Given records
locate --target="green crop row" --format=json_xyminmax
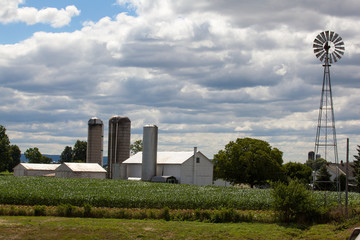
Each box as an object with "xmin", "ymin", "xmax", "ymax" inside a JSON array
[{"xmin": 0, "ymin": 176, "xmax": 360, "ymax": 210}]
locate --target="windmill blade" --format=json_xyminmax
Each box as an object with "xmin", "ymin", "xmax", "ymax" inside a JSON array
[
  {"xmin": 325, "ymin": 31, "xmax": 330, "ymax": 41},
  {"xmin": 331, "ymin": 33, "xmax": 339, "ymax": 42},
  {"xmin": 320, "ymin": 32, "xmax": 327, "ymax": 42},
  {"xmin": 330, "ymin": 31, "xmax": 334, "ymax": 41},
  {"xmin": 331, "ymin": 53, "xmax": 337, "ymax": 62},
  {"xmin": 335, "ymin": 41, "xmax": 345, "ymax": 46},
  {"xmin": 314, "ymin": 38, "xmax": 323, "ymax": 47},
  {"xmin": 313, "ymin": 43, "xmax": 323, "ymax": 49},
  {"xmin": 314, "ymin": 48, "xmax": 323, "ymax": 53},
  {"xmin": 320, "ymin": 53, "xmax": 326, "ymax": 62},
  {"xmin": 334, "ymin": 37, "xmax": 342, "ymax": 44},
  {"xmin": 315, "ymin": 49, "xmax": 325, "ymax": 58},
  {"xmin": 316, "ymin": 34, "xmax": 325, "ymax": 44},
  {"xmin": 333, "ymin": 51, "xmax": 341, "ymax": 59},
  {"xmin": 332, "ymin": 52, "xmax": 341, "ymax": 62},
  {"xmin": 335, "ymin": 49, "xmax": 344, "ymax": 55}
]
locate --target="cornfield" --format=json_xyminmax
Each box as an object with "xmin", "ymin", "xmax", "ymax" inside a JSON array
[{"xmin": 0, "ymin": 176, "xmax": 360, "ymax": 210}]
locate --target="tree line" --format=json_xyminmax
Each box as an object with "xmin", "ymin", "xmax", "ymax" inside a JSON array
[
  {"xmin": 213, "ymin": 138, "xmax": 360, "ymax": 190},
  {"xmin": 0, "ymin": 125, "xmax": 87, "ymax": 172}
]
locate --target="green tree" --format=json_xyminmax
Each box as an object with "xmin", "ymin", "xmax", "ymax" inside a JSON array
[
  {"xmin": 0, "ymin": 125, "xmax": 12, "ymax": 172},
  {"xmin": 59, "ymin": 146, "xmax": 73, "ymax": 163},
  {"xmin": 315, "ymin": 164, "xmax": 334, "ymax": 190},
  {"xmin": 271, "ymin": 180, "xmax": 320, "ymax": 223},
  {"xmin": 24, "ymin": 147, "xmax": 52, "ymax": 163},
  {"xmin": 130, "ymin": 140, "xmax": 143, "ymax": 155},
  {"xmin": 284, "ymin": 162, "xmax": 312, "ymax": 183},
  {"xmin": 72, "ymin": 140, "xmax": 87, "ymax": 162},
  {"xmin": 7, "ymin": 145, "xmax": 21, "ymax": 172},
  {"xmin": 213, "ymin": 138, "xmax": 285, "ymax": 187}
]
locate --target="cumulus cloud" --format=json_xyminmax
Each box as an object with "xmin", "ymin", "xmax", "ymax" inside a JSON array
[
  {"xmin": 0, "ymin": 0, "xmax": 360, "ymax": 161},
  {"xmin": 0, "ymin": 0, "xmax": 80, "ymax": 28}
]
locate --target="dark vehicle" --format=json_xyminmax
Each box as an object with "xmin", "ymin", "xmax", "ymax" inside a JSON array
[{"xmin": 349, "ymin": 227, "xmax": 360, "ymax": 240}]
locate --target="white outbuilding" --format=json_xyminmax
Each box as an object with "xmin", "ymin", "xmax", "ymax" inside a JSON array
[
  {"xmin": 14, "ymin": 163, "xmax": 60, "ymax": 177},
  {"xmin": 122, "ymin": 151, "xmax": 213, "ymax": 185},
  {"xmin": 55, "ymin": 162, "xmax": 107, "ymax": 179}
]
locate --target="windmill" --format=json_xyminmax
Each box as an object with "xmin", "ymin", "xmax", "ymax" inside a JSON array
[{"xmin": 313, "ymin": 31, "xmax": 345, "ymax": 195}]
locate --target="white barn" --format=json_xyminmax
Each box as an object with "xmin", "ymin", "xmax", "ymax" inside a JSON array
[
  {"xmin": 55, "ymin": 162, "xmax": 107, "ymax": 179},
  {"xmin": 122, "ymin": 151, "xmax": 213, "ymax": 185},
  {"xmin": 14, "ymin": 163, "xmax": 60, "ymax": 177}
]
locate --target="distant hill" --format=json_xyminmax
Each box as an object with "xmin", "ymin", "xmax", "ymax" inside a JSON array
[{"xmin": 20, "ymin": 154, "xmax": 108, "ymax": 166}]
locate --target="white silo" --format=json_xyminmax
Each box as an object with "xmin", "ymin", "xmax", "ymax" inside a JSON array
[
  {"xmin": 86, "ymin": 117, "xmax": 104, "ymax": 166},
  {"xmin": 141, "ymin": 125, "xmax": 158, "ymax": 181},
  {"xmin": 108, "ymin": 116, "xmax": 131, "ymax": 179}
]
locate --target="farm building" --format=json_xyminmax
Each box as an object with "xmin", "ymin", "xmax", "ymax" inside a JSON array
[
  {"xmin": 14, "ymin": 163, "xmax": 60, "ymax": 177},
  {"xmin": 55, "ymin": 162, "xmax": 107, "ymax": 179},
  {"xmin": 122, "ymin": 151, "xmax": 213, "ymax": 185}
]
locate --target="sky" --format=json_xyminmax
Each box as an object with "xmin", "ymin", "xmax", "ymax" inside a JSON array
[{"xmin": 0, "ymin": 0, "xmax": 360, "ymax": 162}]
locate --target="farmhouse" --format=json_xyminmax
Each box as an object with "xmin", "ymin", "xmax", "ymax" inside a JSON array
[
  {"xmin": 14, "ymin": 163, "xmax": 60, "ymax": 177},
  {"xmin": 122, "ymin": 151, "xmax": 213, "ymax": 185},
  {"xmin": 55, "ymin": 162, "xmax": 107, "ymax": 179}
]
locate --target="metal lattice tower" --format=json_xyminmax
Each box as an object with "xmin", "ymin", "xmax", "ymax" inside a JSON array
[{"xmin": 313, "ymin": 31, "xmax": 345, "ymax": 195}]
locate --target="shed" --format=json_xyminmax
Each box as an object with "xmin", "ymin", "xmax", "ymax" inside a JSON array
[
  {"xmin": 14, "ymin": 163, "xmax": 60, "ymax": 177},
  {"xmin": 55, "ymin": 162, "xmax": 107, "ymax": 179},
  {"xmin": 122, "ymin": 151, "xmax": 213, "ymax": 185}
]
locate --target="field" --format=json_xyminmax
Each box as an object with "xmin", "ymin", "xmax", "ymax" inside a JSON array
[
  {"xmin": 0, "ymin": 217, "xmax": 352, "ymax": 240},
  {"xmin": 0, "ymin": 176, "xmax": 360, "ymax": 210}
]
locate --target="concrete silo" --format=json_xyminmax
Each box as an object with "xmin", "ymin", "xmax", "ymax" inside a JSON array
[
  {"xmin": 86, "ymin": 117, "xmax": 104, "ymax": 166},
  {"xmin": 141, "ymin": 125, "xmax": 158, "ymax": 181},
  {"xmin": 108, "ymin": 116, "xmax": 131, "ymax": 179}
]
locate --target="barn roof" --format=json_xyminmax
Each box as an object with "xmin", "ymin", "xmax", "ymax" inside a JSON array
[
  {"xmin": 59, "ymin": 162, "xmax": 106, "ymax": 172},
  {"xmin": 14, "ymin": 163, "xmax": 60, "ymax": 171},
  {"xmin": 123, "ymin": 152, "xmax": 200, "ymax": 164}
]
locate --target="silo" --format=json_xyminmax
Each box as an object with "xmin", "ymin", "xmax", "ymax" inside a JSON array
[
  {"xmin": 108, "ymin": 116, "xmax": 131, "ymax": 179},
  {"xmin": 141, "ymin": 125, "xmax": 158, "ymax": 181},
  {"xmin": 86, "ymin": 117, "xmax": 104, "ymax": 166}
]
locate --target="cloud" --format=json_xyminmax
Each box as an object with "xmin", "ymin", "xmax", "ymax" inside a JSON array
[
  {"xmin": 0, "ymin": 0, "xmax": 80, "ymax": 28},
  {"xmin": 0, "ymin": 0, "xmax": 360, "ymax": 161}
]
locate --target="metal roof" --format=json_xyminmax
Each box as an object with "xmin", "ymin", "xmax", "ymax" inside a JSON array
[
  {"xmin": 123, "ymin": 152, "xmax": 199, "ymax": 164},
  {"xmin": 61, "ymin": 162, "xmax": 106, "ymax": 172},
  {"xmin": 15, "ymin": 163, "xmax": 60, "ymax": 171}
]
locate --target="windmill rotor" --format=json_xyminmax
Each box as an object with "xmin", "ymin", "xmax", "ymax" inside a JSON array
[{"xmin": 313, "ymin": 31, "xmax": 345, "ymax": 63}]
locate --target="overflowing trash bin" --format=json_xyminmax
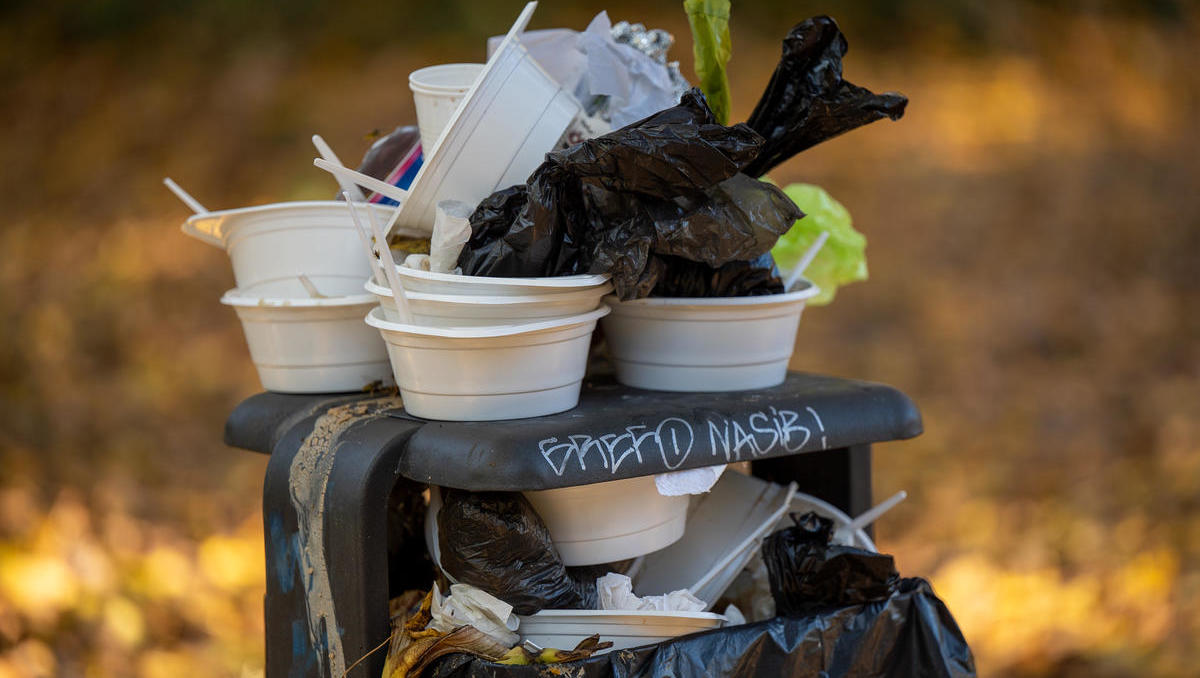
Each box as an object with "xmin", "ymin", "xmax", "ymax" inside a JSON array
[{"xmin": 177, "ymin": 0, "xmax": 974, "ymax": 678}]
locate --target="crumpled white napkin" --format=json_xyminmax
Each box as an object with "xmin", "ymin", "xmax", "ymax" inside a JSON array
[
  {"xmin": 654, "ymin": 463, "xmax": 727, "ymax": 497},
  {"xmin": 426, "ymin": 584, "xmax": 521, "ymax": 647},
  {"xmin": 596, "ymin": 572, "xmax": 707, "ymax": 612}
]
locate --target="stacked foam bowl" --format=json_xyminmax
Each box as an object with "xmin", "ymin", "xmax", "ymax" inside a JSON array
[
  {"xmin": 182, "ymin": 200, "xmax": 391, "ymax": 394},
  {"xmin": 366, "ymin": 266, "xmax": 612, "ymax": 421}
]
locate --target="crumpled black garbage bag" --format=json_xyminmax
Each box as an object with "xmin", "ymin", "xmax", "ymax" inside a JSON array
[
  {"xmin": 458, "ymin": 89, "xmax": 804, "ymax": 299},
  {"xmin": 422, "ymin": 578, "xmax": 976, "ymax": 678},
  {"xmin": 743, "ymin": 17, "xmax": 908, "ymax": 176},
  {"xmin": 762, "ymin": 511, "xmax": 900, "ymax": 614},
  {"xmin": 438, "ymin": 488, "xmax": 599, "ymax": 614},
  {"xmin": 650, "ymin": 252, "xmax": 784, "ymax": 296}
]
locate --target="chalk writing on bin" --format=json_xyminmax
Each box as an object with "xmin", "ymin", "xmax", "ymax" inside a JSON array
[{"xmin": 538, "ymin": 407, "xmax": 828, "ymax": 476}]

Task goal
Give only the number of lines in the entries above that contain the word "silo".

Complete answer
3